- _Set task_:
Repeat all of the material exactly as given.

>> start Working data

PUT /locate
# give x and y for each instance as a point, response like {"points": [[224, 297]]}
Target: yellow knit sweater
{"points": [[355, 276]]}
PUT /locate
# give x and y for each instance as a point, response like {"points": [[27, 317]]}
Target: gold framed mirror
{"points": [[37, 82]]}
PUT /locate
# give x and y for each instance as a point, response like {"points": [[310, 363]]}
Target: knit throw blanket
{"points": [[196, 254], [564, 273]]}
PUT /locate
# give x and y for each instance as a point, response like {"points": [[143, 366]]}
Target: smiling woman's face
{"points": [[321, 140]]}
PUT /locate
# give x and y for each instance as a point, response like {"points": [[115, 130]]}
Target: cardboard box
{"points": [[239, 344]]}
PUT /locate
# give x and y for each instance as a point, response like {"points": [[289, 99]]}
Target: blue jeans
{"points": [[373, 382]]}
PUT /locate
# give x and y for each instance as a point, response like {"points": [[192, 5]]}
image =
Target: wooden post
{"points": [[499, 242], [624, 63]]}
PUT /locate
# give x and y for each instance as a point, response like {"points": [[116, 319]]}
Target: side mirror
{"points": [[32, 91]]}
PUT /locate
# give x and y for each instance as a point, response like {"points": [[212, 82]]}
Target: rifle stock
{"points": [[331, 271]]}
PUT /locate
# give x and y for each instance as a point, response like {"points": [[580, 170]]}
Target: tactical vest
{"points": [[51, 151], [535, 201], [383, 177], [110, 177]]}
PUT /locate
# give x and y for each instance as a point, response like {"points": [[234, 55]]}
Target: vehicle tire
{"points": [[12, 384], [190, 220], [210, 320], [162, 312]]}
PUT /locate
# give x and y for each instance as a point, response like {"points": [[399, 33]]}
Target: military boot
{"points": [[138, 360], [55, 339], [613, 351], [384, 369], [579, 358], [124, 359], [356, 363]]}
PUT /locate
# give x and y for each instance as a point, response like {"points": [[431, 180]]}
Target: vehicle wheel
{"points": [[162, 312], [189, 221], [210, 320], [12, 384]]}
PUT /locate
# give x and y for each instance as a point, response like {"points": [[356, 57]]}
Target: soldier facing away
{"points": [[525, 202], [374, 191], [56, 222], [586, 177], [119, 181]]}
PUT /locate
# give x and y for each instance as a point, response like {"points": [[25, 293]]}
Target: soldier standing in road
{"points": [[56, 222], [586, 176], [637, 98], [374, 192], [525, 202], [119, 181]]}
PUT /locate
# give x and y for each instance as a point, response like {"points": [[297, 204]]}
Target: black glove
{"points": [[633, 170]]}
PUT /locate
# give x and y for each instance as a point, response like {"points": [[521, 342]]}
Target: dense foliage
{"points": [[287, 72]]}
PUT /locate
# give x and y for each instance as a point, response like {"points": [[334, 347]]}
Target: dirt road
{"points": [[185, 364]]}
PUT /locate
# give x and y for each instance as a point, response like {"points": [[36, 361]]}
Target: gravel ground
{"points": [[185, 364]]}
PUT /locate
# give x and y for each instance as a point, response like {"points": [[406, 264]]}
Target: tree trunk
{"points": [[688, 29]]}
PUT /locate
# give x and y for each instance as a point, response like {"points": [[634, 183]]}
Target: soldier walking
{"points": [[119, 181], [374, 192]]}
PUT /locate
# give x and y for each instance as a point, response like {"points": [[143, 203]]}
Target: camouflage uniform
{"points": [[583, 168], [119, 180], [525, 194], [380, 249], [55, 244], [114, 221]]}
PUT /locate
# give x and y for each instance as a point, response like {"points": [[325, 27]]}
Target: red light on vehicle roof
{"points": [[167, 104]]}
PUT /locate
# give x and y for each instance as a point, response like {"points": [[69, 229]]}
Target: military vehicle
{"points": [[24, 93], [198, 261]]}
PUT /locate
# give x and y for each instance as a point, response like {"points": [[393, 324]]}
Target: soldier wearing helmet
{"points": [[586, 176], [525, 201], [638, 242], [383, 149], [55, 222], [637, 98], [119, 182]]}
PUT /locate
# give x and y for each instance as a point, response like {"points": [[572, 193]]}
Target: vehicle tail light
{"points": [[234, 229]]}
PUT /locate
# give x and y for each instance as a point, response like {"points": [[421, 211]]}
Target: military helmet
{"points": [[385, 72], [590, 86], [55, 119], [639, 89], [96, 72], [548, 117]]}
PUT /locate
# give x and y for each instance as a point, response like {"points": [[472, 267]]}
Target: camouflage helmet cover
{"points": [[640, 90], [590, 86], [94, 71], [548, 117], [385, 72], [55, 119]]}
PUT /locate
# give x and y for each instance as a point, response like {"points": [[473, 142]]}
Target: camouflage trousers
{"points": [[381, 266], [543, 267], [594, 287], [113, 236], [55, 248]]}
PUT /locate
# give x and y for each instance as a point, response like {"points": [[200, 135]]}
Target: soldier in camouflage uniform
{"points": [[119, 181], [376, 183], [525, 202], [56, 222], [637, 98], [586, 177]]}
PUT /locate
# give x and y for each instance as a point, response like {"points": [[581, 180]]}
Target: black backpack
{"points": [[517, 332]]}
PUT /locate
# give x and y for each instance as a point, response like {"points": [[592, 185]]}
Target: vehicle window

>> end Working data

- _Answer to the task_:
PUT /locate
# give x and y for each instance as a point, response like {"points": [[224, 297]]}
Target: yellow knit sweater
{"points": [[355, 276]]}
PUT /locate
# give x and y for each instance as a point, response like {"points": [[27, 317]]}
Target: gold framed mirror
{"points": [[37, 82]]}
PUT /locate
# give x and y for each instance as a point, response like {"points": [[310, 363]]}
Target: knit throw blanket
{"points": [[196, 254], [564, 273]]}
PUT /locate
# give x and y for each instance as a point, response like {"points": [[143, 366]]}
Target: smiling woman's face
{"points": [[321, 140]]}
PUT /locate
# give x and y for each instance as a point, response like {"points": [[115, 130]]}
Target: cardboard box
{"points": [[239, 344]]}
PUT /locate
# give x and y for each instance as a point, response like {"points": [[289, 99]]}
Target: blue jeans
{"points": [[373, 382]]}
PUT /locate
# give x and y for each instance as a point, response like {"points": [[192, 5]]}
image =
Target: wooden post
{"points": [[499, 242], [624, 63]]}
PUT /locate
# give x and y for each instance as a point, response like {"points": [[116, 319]]}
Target: side mirror
{"points": [[32, 91]]}
PUT /locate
# give x and y for each instance as a point, response like {"points": [[212, 82]]}
Target: rifle stock
{"points": [[331, 271]]}
PUT /locate
# give x and y for each instance as a point, response like {"points": [[580, 170]]}
Target: tactical vest
{"points": [[51, 151], [535, 201], [383, 177], [110, 177]]}
PUT /locate
# give x and y for each instance as a point, response like {"points": [[234, 55]]}
Target: vehicle tire
{"points": [[12, 384], [190, 220], [210, 320], [162, 312]]}
PUT /locate
# give x and y for each instance as a point, response like {"points": [[399, 33]]}
Target: military boot
{"points": [[138, 360], [55, 339], [613, 351], [384, 369], [579, 358], [124, 359], [356, 363]]}
PUT /locate
# give x and y for each instance as a point, response like {"points": [[431, 180]]}
Target: vehicle wheel
{"points": [[162, 312], [189, 221], [210, 320], [12, 384]]}
PUT /locate
# give x and y for each instance as a point, response like {"points": [[356, 57]]}
Target: soldier facing away
{"points": [[525, 202], [374, 191], [56, 222], [586, 177], [119, 181]]}
PUT /locate
# give x and y for each instance as a point, response like {"points": [[25, 293]]}
Target: soldier standing in road
{"points": [[56, 222], [586, 176], [637, 98], [374, 192], [525, 202], [119, 181]]}
PUT /locate
# give x and y for each instance as a point, response like {"points": [[297, 204]]}
Target: black glove
{"points": [[633, 170]]}
PUT /locate
# give x and y for each instance as a point, response like {"points": [[521, 342]]}
Target: dense foliage
{"points": [[287, 72]]}
PUT /locate
# give x and y for each instance as a point, response like {"points": [[334, 347]]}
Target: dirt road
{"points": [[185, 364]]}
PUT /locate
# give x and y for each instance as a point, response like {"points": [[36, 361]]}
Target: gravel ground
{"points": [[185, 364]]}
PUT /locate
# give x and y for each instance as a point, response like {"points": [[406, 264]]}
Target: tree trunk
{"points": [[688, 29]]}
PUT /locate
# give x and y for each instance as a point, response like {"points": [[634, 183]]}
Target: soldier walking
{"points": [[119, 181], [374, 192]]}
PUT /locate
# give x and y for each instance as a point, response like {"points": [[143, 203]]}
Target: camouflage uniform
{"points": [[583, 168], [119, 180], [525, 194], [380, 249], [55, 244], [114, 221]]}
PUT /locate
# give x and y for each instance as a point, response like {"points": [[325, 27]]}
Target: red light on vehicle roof
{"points": [[167, 104]]}
PUT /locate
# give x and y for each instance as a point, response like {"points": [[69, 229]]}
Target: military vehicle
{"points": [[24, 93], [198, 261]]}
PUT /locate
# give x and y for each instance as a point, response like {"points": [[393, 324]]}
Target: soldier wearing helmet
{"points": [[586, 176], [525, 201], [638, 242], [383, 149], [55, 222], [637, 98], [119, 182]]}
PUT /locate
# give x and y for each instance as a point, response like {"points": [[572, 193]]}
Target: vehicle tail light
{"points": [[234, 229]]}
PUT /locate
# give x and y for each instance as a point, response like {"points": [[421, 211]]}
Target: military helmet
{"points": [[385, 72], [590, 86], [55, 119], [639, 89], [96, 72], [548, 117]]}
PUT /locate
# give x and y for each instance as a point, response like {"points": [[472, 267]]}
Target: camouflage helmet cover
{"points": [[640, 90], [590, 86], [94, 71], [548, 117], [385, 72], [55, 119]]}
PUT /locate
# give x and y for each instance as a point, response like {"points": [[473, 142]]}
Target: camouflage trousers
{"points": [[381, 266], [543, 267], [594, 287], [113, 236], [55, 248]]}
PUT /locate
# give x and y for each instance as a point, response like {"points": [[200, 135]]}
Target: soldier in camouflage uniform
{"points": [[119, 181], [376, 183], [525, 202], [56, 222], [637, 98], [586, 177]]}
PUT /locate
# give x and y for each instance as a point, response like {"points": [[581, 180]]}
Target: black backpack
{"points": [[517, 332]]}
PUT /locate
# give x and y for each instance as a point, response like {"points": [[592, 185]]}
Target: vehicle window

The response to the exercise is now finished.